| PASSAGE TO READ |
__________
Sensory neuron-skin interaction in health and disease

PROJECT SUMMARY My career goal is to lead an independent research group to investigate the pathology and resolution of pain to solve neuropathic pain problems. To achieve this goal, I propose to develop and use novel translational strategies to investigate neuron-substrate interactions in the skin layer using a combination of human and animal

models of peripheral sensory neuropathy. My research focuses on a common type of peripheral sensory neuropathy induced by chemotherapy, which affects over 3 million people in the US alone. While chemotherapy- induced peripheral neuropathy (CIPN) develops in up to 80% of cancer patients treated with chemotherapeutics,

there are no effective prevention or treatment strategies. Considering the dynamic extracellular environment of cutaneous sensory nerves and recent understanding that keratinocytes can also function as a nociceptor, it is vital to understand the maintenance and function of both neurons and keratinocytes to solve neuropathic pain.
__________
(Referring expression pointing data)
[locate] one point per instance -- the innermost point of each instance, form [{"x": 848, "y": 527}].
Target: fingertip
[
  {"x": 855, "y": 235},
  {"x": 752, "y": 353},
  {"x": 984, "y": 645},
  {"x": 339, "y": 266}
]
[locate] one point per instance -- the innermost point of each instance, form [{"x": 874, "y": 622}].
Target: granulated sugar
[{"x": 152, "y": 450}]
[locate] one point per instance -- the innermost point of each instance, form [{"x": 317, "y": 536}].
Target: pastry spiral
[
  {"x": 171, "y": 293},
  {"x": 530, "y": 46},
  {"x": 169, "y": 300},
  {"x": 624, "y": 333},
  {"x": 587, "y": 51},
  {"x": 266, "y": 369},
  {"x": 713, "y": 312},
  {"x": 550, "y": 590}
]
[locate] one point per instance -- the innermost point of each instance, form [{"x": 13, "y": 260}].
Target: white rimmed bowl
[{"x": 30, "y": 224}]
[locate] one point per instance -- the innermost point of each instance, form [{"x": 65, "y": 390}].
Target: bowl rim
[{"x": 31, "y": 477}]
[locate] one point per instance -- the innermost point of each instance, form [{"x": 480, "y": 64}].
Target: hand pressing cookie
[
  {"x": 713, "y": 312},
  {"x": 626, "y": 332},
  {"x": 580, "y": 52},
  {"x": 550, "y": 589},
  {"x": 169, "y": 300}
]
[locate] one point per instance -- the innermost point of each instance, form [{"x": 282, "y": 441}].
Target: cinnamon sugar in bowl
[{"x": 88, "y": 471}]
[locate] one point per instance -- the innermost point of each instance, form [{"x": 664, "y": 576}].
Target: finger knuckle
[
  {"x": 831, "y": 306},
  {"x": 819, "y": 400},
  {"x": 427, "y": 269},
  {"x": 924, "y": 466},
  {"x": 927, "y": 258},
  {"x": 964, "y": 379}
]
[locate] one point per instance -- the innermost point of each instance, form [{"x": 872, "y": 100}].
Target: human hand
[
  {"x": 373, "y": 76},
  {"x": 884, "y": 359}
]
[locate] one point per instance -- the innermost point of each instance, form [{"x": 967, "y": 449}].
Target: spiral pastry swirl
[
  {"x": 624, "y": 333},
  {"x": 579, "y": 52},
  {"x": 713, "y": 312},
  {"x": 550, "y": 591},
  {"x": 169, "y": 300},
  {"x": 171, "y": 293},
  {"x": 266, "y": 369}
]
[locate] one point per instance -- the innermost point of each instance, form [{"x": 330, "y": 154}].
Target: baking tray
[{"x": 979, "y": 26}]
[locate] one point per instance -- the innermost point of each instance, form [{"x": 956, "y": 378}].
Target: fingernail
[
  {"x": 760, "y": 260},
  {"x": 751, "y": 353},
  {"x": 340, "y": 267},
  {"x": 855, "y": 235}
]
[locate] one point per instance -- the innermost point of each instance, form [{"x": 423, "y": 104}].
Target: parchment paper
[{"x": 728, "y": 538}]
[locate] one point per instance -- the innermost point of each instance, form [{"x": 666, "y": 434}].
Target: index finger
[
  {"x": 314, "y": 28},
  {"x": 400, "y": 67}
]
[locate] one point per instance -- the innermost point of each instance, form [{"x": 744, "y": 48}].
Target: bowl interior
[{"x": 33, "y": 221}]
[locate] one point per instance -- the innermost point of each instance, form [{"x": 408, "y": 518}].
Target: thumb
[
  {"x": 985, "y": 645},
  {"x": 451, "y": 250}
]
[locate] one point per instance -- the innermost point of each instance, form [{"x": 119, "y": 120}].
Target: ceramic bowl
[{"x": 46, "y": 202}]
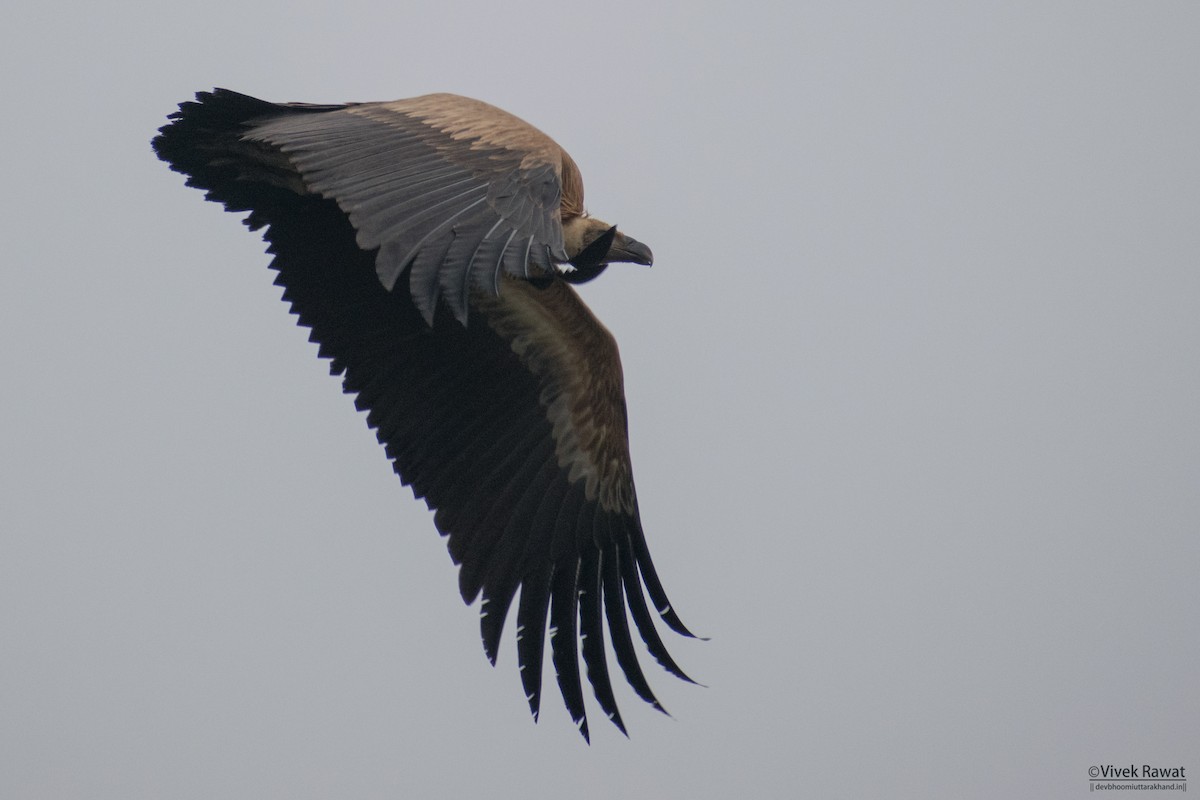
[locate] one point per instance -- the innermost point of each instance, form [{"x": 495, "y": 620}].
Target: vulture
[{"x": 430, "y": 245}]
__________
| EXERCISES |
• a. In the project summary, list each distinct verb that comes immediately after the word "to".
• b. Please write out the project summary from "there are no" to "solve neuropathic pain.".

| RESPONSES BY TASK |
• a. lead, investigate, solve, achieve, develop, understand

• b.
there are no effective prevention or treatment strategies. Considering the dynamic extracellular environment of cutaneous sensory nerves and recent understanding that keratinocytes can also function as a nociceptor, it is vital to understand the maintenance and function of both neurons and keratinocytes to solve neuropathic pain.